→ DIRECTIONS FOR THIS TASK: Write out exactly the lines running from the line that includes "# test: pointer returns one pin per instance of the wooden" to the end of the data, both ends included, and nothing besides.

→ GIVEN DATA:
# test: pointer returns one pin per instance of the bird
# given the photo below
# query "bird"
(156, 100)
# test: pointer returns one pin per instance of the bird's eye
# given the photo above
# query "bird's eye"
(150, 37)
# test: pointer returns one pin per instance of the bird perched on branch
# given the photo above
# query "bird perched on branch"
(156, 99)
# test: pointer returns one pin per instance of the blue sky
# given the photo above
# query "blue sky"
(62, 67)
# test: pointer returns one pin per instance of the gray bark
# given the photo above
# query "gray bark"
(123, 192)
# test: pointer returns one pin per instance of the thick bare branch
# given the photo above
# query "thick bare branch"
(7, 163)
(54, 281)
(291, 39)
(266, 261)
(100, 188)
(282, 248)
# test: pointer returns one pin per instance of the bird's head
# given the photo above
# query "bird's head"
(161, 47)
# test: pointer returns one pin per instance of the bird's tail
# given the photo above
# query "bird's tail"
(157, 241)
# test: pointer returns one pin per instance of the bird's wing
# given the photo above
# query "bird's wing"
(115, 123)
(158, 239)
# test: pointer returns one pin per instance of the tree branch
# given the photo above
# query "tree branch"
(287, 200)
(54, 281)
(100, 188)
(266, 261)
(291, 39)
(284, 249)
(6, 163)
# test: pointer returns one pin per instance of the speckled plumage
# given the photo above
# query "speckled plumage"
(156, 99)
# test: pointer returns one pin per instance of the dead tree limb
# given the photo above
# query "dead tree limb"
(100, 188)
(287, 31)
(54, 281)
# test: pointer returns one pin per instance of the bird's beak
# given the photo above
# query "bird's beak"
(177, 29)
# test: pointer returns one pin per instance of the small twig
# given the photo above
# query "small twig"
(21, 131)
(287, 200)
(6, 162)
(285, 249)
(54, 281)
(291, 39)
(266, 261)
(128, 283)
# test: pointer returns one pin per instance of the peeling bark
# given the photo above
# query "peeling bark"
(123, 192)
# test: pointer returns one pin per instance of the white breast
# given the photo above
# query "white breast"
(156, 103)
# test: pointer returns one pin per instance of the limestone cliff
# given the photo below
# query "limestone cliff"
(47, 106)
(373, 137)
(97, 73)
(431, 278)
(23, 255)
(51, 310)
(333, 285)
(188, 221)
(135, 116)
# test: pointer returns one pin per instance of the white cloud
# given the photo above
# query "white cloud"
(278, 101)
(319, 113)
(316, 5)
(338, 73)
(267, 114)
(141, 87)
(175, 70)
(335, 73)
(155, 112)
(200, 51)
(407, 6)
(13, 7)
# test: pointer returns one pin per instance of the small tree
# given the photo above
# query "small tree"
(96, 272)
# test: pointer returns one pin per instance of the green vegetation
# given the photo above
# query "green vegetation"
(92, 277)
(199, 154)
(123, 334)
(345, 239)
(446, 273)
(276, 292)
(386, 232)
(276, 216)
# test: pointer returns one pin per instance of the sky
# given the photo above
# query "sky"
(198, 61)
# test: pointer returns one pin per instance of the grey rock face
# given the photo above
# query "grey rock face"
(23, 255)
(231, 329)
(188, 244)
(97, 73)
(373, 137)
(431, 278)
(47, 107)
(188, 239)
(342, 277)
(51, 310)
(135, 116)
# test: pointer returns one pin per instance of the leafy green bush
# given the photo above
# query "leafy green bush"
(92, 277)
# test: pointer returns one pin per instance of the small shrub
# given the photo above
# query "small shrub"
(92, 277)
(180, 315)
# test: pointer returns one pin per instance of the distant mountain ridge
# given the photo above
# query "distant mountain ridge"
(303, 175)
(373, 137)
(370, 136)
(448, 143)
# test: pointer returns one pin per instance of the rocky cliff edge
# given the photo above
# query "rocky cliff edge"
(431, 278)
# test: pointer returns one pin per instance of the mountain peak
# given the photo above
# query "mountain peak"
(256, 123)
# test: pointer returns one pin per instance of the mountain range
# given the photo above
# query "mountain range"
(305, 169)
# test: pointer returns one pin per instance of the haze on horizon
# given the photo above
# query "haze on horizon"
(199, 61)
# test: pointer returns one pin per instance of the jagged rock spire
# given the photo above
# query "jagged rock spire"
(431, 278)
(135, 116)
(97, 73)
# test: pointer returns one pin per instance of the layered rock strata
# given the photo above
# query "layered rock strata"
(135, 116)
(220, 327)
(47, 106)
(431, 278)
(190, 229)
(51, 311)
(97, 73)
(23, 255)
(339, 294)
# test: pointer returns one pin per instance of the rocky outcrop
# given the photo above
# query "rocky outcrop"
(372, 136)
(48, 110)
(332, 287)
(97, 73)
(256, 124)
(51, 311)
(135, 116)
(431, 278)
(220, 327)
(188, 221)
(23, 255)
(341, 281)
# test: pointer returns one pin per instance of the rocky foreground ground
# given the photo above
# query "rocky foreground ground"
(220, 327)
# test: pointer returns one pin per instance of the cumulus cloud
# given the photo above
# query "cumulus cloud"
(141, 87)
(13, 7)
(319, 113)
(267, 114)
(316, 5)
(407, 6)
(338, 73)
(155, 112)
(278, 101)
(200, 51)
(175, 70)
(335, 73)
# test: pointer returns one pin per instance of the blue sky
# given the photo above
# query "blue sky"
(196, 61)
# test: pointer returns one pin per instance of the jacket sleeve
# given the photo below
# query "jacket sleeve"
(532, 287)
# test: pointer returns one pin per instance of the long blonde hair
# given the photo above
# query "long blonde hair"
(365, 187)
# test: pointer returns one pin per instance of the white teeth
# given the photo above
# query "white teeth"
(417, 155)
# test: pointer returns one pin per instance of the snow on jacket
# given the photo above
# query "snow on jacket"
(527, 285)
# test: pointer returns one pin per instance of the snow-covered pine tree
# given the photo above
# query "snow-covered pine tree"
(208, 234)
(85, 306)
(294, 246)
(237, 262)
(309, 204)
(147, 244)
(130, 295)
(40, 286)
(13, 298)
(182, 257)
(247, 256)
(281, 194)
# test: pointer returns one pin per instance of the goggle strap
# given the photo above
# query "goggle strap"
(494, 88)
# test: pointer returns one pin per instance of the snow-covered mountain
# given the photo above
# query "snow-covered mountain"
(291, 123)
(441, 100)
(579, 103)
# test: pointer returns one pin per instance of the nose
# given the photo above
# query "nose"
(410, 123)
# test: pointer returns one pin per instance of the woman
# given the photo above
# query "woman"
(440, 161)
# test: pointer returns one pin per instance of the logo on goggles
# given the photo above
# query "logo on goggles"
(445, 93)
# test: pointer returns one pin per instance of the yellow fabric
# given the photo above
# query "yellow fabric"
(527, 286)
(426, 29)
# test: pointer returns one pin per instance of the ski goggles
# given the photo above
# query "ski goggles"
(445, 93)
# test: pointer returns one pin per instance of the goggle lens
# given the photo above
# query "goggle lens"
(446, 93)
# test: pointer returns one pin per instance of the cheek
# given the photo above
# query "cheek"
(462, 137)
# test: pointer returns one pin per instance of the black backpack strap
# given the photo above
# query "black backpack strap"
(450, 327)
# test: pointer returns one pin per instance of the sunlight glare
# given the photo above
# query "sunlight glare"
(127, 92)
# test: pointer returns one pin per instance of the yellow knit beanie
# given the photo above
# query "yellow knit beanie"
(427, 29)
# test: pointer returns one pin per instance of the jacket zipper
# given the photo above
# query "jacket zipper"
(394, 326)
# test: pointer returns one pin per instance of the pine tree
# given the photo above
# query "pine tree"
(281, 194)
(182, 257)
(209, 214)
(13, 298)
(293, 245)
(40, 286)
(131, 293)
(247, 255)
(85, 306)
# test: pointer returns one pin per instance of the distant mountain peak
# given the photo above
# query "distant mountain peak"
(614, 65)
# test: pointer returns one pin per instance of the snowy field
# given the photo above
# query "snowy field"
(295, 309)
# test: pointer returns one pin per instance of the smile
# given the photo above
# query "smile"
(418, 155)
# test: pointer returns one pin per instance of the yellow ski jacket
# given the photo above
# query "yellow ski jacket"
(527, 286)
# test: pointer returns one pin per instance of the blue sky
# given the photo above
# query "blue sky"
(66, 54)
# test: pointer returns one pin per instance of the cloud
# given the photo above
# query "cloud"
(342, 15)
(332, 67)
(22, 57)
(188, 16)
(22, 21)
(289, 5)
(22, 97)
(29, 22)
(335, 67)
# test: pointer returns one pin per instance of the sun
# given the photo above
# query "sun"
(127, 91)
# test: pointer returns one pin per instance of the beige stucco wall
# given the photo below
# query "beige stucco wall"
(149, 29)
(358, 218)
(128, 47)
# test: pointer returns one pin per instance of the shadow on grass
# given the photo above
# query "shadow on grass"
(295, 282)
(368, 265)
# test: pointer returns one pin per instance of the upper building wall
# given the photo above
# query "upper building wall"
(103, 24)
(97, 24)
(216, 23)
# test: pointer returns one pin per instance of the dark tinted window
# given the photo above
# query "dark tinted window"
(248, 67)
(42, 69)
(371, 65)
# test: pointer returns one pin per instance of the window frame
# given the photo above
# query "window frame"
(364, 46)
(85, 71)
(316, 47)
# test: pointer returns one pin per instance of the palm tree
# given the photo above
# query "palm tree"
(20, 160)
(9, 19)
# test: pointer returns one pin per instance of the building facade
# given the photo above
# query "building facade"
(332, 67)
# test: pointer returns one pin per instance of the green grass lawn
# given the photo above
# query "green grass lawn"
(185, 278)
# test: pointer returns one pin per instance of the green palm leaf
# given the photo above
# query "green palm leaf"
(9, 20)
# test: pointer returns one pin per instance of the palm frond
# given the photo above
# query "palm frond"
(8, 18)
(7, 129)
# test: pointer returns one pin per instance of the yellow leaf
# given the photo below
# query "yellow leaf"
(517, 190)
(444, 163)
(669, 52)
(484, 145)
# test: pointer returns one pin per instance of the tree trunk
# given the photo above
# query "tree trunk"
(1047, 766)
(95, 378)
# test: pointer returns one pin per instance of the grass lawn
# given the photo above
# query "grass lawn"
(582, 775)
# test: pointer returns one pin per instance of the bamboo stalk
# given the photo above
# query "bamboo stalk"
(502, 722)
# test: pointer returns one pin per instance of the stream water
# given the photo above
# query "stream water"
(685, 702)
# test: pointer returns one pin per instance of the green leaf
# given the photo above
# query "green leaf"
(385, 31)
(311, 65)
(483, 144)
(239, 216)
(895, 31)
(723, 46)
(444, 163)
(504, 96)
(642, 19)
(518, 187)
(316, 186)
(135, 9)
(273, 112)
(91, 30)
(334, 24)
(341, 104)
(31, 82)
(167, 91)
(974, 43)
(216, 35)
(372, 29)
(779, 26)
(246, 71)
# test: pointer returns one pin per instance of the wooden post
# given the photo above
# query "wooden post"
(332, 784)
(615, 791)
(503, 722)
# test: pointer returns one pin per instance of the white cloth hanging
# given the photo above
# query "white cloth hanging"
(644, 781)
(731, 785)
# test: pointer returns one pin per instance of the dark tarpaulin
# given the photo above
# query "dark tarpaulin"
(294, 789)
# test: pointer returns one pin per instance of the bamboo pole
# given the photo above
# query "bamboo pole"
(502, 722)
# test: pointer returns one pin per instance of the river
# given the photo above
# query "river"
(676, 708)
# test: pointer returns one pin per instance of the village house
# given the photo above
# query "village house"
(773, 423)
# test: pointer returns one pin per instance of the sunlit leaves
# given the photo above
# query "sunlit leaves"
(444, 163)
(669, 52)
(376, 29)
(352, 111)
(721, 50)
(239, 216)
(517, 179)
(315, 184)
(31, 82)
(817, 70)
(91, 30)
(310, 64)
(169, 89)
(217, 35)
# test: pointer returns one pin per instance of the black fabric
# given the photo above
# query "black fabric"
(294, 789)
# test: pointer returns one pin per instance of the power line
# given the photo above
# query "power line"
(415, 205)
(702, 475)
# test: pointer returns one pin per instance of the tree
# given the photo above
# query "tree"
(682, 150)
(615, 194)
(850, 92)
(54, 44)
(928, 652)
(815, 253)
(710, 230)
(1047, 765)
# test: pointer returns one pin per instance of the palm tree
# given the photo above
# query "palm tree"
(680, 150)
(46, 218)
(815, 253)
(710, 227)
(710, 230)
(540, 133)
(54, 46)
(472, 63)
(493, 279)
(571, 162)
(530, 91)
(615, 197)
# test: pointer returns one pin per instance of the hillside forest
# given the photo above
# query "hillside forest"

→ RESULT OF THIS EXERCISE:
# test: pointer returns one pin per instance of the wooden post
# given the photo above
# query "wooden post"
(332, 784)
(615, 791)
(503, 722)
# test: pointer returns one pin per instance of the white cloth hanging
# given the photo above
# query "white cloth hanging"
(644, 781)
(731, 785)
# test: pointer returns one pin per instance of the dark tarpaulin
# given the photo above
# query "dark tarpaulin"
(294, 789)
# test: pointer returns one pin per instance of the bamboo pole
# given the photo above
# query "bamboo pole"
(502, 722)
# test: pointer returns one pin per instance of the river
# given the photo above
# query "river"
(676, 708)
# test: pointer returns one pin per instance of the village house
# given the photo above
# query "village house"
(773, 423)
# test: pointer returns one pin per instance of the sunlit leaves
# given the photo above
# query "sunlit leaves"
(444, 163)
(669, 52)
(376, 29)
(352, 111)
(721, 50)
(239, 216)
(517, 179)
(315, 184)
(31, 82)
(817, 70)
(91, 30)
(310, 64)
(169, 89)
(217, 35)
# test: pointer returns one pin per instance of the black fabric
# given the photo above
# query "black fabric"
(294, 789)
# test: pointer returns one pin per instance of the power line
# given the photo above
# query "power line"
(415, 205)
(702, 475)
# test: pointer returns one pin per instance of the tree
# given the photo above
# query "tree"
(682, 150)
(615, 194)
(850, 92)
(54, 44)
(928, 652)
(815, 253)
(710, 230)
(1047, 765)
# test: pointer returns one pin per instance of the palm tree
# given the photo above
# query "palm tree"
(680, 150)
(46, 218)
(815, 253)
(710, 227)
(710, 230)
(540, 133)
(54, 46)
(472, 63)
(493, 279)
(571, 162)
(530, 91)
(615, 197)
# test: pointer returns one pin per instance of the hillside forest
# given the photo above
# query "hillside forest"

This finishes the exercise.